* BEGIN Recorded data *
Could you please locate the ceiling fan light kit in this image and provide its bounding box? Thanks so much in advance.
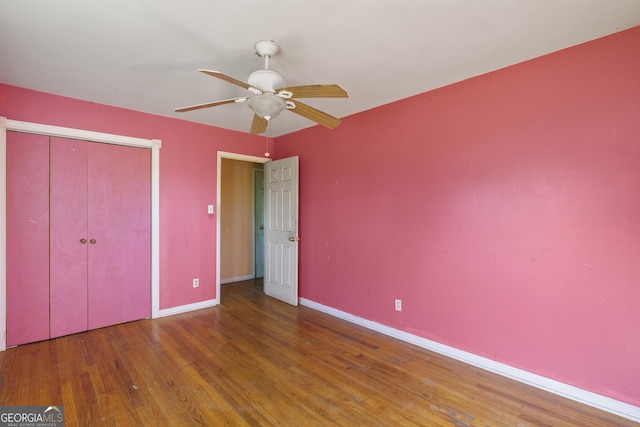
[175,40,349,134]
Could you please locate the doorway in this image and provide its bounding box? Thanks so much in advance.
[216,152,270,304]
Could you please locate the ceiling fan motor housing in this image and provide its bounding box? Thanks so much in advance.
* END Recorded data *
* BEGIN Recorded data *
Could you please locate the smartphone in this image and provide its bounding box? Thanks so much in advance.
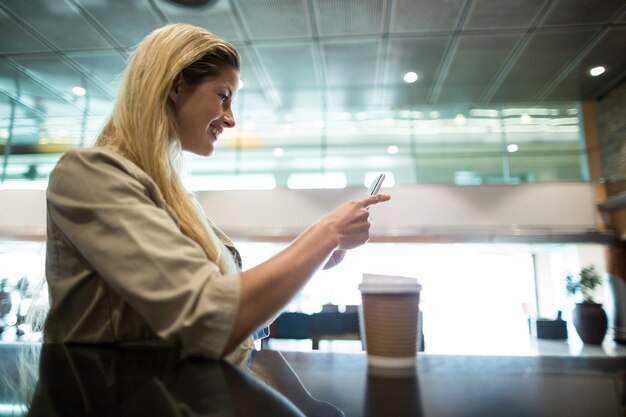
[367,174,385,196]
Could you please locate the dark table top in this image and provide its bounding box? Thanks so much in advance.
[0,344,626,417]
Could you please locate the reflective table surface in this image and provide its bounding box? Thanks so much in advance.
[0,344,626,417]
* END Recorded data *
Tally how many lines in the records above contain the string "much" with case matched exactly, and reply with that number alone.

Task response :: 6